(Bounding-box records)
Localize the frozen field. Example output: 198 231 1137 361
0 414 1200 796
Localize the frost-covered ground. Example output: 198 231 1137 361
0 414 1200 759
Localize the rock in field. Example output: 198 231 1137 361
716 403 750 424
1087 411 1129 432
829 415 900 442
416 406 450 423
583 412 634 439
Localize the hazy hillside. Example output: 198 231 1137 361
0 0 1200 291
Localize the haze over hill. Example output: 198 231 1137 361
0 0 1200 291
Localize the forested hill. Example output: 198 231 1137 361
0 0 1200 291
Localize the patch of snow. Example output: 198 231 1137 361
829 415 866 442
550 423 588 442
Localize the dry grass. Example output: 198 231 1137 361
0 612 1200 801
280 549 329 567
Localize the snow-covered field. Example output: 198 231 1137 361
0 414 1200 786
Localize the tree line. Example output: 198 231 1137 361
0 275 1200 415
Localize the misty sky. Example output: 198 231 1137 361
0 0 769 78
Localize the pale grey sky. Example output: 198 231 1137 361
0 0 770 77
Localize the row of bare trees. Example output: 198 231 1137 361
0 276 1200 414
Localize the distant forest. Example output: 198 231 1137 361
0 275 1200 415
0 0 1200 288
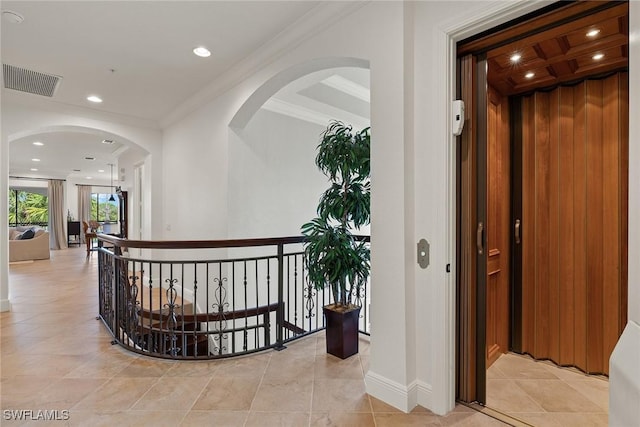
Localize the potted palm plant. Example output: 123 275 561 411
302 121 371 359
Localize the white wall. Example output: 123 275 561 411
2 100 162 238
163 2 415 409
229 109 328 238
0 92 162 311
609 1 640 427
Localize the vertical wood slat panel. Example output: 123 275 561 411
521 96 536 355
557 87 575 365
547 89 560 360
602 75 622 373
498 98 513 360
457 55 477 402
573 82 587 370
534 92 551 358
522 73 628 374
585 80 604 372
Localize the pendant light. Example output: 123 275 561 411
109 163 116 202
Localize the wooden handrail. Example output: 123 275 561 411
140 302 282 323
97 233 370 249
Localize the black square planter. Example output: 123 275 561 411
322 305 360 359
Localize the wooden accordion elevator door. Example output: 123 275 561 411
511 72 629 374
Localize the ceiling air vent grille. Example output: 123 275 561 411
2 64 62 97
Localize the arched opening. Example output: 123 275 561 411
229 58 370 237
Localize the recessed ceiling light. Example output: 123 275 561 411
587 28 600 37
193 46 211 58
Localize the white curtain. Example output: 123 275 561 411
49 179 67 249
78 185 91 243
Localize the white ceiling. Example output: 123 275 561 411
2 1 319 121
1 0 369 183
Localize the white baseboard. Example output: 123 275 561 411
364 370 432 413
416 381 433 411
609 321 640 427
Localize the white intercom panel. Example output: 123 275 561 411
452 99 464 136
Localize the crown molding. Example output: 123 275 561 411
160 0 369 128
2 88 160 130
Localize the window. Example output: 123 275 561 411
8 188 49 227
91 193 119 223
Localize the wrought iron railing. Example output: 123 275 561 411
98 234 370 359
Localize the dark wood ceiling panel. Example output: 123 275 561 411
486 2 629 95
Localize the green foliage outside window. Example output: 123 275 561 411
91 193 118 222
8 190 49 225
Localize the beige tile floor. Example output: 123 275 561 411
0 248 504 427
487 353 609 427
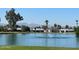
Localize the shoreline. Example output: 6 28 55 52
0 32 75 34
0 46 79 50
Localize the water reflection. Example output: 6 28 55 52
6 34 17 45
0 33 79 47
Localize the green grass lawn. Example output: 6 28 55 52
0 46 79 50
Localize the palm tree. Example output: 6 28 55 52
45 20 48 32
76 20 78 27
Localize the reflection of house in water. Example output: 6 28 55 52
59 29 74 33
31 27 50 32
7 34 16 45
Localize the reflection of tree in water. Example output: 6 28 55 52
7 34 16 45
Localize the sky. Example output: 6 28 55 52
0 8 79 26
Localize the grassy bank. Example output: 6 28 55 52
0 32 75 34
0 46 79 50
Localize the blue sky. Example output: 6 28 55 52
0 8 79 26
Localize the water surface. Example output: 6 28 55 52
0 33 79 48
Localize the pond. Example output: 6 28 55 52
0 33 79 48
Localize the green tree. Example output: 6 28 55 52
5 8 23 31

(Set exercise) Report every line of the records above that contains the string "palm", copying each one in full.

(Finished answer)
Localize the potted palm plant. Example output: 123 275 561 411
Localize the palm tree. Example output: 6 28 55 52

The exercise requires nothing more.